*Exercise aim*.
What is the number of lines in the data that contain "stroller"? Respond with nothing else.

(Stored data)
Start of Block
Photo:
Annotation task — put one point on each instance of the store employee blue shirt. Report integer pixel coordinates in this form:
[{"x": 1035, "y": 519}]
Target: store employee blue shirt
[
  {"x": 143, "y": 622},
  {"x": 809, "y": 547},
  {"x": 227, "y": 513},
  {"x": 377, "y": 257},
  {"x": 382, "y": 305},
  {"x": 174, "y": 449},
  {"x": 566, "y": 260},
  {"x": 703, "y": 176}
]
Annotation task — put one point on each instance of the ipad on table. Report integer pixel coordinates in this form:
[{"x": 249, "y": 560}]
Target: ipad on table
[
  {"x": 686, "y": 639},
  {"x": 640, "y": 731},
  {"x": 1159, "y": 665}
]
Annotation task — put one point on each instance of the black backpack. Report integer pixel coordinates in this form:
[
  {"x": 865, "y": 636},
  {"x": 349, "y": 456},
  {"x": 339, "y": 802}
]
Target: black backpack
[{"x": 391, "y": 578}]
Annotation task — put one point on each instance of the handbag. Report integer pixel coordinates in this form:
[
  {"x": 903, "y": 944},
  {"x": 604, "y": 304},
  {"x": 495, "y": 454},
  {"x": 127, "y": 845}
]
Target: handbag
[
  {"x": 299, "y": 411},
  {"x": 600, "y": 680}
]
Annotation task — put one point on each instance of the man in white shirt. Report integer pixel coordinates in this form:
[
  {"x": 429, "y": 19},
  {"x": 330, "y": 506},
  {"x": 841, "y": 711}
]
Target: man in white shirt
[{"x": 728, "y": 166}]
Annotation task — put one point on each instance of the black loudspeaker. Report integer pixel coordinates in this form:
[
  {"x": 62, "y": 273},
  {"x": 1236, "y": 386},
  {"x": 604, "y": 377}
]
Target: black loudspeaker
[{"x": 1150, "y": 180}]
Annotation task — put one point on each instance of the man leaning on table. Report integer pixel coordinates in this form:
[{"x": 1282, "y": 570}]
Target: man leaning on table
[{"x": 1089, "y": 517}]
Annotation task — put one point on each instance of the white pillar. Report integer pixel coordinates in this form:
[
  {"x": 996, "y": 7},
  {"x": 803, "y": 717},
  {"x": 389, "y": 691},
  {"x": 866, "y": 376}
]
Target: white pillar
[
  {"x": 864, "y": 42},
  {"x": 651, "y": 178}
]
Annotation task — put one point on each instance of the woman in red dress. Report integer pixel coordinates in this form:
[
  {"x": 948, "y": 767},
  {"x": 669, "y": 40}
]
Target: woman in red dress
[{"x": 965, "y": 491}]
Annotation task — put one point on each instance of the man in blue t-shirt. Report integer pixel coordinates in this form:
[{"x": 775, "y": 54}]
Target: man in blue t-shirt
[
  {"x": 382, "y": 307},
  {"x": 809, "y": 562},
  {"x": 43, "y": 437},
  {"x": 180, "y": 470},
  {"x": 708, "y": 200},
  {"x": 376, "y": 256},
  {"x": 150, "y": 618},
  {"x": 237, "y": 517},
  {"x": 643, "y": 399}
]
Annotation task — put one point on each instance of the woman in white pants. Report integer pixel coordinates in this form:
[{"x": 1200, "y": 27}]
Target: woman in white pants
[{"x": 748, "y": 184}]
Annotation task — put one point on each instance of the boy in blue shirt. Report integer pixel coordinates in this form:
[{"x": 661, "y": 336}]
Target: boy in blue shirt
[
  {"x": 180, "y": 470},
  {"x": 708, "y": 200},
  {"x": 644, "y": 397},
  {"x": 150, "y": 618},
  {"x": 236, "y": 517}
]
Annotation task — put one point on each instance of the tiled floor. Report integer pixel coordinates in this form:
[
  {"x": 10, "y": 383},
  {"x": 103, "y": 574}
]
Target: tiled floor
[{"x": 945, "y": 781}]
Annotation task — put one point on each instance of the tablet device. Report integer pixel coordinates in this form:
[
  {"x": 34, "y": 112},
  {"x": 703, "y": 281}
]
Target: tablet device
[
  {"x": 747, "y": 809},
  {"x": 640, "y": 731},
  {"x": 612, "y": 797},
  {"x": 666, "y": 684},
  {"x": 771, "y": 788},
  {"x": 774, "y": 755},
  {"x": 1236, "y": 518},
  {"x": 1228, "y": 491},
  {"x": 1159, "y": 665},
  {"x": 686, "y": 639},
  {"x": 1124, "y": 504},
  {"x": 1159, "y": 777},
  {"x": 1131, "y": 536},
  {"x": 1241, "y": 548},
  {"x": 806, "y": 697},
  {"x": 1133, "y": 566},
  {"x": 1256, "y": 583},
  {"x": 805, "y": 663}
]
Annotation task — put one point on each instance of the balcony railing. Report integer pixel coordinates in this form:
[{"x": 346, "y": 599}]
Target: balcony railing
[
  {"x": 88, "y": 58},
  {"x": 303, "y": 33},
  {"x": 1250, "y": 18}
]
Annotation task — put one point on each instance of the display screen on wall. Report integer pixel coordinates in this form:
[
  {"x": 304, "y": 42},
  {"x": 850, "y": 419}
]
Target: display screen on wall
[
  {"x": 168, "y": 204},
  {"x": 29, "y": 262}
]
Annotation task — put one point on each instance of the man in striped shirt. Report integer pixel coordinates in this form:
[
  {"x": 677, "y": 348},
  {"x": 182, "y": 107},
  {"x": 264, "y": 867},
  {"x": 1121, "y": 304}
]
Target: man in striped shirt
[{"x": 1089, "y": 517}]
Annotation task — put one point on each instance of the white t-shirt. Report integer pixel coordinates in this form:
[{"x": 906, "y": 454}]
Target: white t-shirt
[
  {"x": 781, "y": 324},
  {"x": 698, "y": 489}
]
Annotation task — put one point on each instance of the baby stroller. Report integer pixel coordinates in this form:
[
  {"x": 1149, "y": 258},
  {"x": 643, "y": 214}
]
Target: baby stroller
End of Block
*Result of the task*.
2